* [Texto proporcionado]:
+ + + +

Frau Karanovic sabe lo que hace y se mueve rápido. Me hace tumbarme en la camilla, desde donde dicto mis datos a la ayudante que está sentada al ordenador. Creo que no han visto una tarjeta sanitaria europea en su vida. Yo tampoco hasta el pasado julio. Pero “It´s okay, it´s okay”.
Con la lámpara de quirófano encendida tras ella, un ángel inclinado sobre mi rostro me limpia el corte. Pregunta si estoy vacunado contra el tétanos. Debo estarlo, si he sobrevivido a mi historial de heridas de la infancia y la adolescencia, pero no consigo recordar la última inyección. He de llamar a casa y ver si conservan alguna cartilla. Cuando lo hago, están igual que yo.
Pero el historial sigue ahí. He pisado dos veces (como mínimo) sendos clavos oxidados; he caído desde un árbol y mi pierna ha sido perforada (no atravesada) por un hierro de arar (oxidado); un perro me ha mordido en la pierna derecha y una perra (Tania, sin rencores; guardo muy buen recuerdo de ti) en el tobillo (izquierdo, creo); también me han mordido y arañado gatos y algún hámster (a estas alturas debo tener ya la rabia); me corto una vez de cada diez que me afeito, aunque mi cara sangra en todas; y me he pinchado, arañado y cortado las manos y todas las extremidades con clavos, agujas, chinchetas, cuchillos, pinchos de rosal y zarzales.

+ + + +

* [Preguntas]:
**A)** Enumera todos los animales que, según el relato, han mordido o arañado al narrador.
**B)** Transcribe el fragmento del relato que comienza en "Frau Karanovic sabe" y termina en "igual que yo.".

(Datos de máscaras de segmentación)
+ + + +

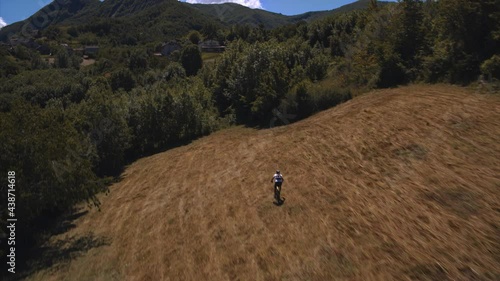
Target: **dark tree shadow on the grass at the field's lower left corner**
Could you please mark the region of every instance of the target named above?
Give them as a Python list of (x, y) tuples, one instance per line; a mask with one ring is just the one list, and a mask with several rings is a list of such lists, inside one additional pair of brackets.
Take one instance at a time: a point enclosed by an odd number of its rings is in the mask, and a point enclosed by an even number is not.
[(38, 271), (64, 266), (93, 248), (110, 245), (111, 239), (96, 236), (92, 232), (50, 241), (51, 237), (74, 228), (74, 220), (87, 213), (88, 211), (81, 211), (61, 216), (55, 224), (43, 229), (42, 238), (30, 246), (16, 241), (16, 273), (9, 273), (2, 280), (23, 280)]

+ + + +

* [Resultados]:
**A)** Un perro, una perra (Tania), gatos y algún hámster.

**B)**
Frau Karanovic sabe lo que hace y se mueve rápido. Me hace tumbarme en la camilla, desde donde dicto mis datos a la ayudante que está sentada al ordenador. Creo que no han visto una tarjeta sanitaria europea en su vida. Yo tampoco hasta el pasado julio. Pero “It´s okay, it´s okay”.
Con la lámpara de quirófano encendida tras ella, un ángel inclinado sobre mi rostro me limpia el corte. Pregunta si estoy vacunado contra el tétanos. Debo estarlo, si he sobrevivido a mi historial de heridas de la infancia y la adolescencia, pero no consigo recordar la última inyección. He de llamar a casa y ver si conservan alguna cartilla. Cuando lo hago, están igual que yo.